▸ Texte de référence:
******************************

Entrez dans le secret des réserves parisiennes

Par Isabelle Manca · L'ŒIL

Le 20 mars 2014 - 1186 mots

Les musées de la Ville de Paris unissent leurs collections sous l’égide de « Paris 1900 », une exposition qui présente au Petit Palais près de six cents pièces en grande partie issues des réserves des établissements. L’occasion idéale de visiter, en exclusivité pour vous, ces lieux inaccessibles.

La visite privilégiée débute au cœur des réserves feutrées des arts graphiques du Petit Palais. Ici les boîtes sagement alignées abritent pléthore de chefs-d’œuvre : des milliers d’estampes, dont un corpus comprenant presque tout l’œuvre gravé de Rembrandt, Dürer et Callot. Encore plus rarement exposés, car particulièrement sensibles à la lumière, les réserves contiennent une foule de pastels. Au hasard des portefeuilles, nous admirons les très belles feuilles signées Gauguin et Redon, mais aussi les sombres fantasmes de Lévy-Dhurmer. À quelques pas de là, une autre salle conserve d’autres trésors, eux aussi bien gardés : les livres précieux.

Derrière les portes de placards, de magnifiques livres d’heures de la Renaissance, des incunables et quelques raretés, à l’image des albums de Gabriel de Saint-Aubin, dessinateur fantasque qui arpentait les salons et les salles de vente de Paris au siècle des Lumières, dessinant tout ce qu’il y voyait. Mais enfonçons-nous plus profondément encore dans les entrailles du bâtiment jusqu’à un labyrinthe de grandes salles semblables à un entrepôt, où l’on devine quantité de sculptures stockées sous vitre, dont l’exceptionnel fonds d’atelier de Dalou – récemment exposé – et ses étonnantes statuettes au modelé nerveux. Les armoires se suivent mais ne se ressemblent pas ; ici des pièces archéologiques, là le bestiaire fantastique du symboliste Carriès. En poussant une lourde porte, d’autres surprises se révèlent : des centaines de tableaux sont accrochés à d’immenses grilles donnant à voir la pluralité de la collection : Ziem, Blanche, Le Sidaner, mais aussi les projets de décor pour les mairies, écoles et églises de Paris, sans oublier les artistes tombés dans le purgatoire de l’histoire de l’art, à l’instar de Lucien Simon.

******************************

▸ Données fournies:
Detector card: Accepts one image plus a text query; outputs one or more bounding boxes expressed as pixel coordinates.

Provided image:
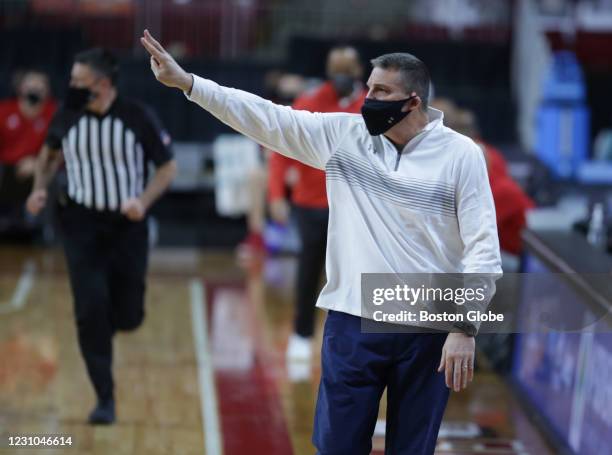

******************************

▸ À compléter:
A. Selon le texte sur les réserves parisiennes, pourquoi les pastels sont-ils encore plus rarement exposés que les estampes ? Répondez en une à trois phrases.
B. Poursuivez le texte sur les réserves parisiennes à partir de sa dernière phrase.

▸ Corrigé des exercices:
A. Les pastels sont encore plus rarement exposés parce qu'ils sont particulièrement sensibles à la lumière.

B.
La nursery de la mode
Changement d’ambiance pour la seconde étape de notre parcours qui nous mène dans les réserves du Musée de la mode de la Ville de Paris, à une adresse gardée secret défense. À des années-lumière du faste du palais Galliera, celles-ci prennent place dans un vaste hangar. Mais il ne faut pas s’arrêter à son allure de clinique – grands espaces aseptisés, personnel en blouse et gants blancs –, ce laboratoire de conservation possède une collection de rêve : près de 100 000 pièces du XVIIIe siècle à nos jours. En pénétrant dans le saint des saints, rien ne laisse pourtant deviner le luxe des œuvres conservées. Le visiteur est immergé dans un dédale de travées métalliques où sont suspendus des milliers de cintres recouverts de housses en coton surplombant des kilomètres de tiroirs. Or, dès que l’on ouvre un tiroir et déballe son contenu, avec une infinie précaution, c’est l’éblouissement assuré, avec l’émotion supplémentaire d’admirer, peut-être pour la seule fois de sa vie, des pièces exceptionnelles et soumises à des conditions d’exposition très restrictives.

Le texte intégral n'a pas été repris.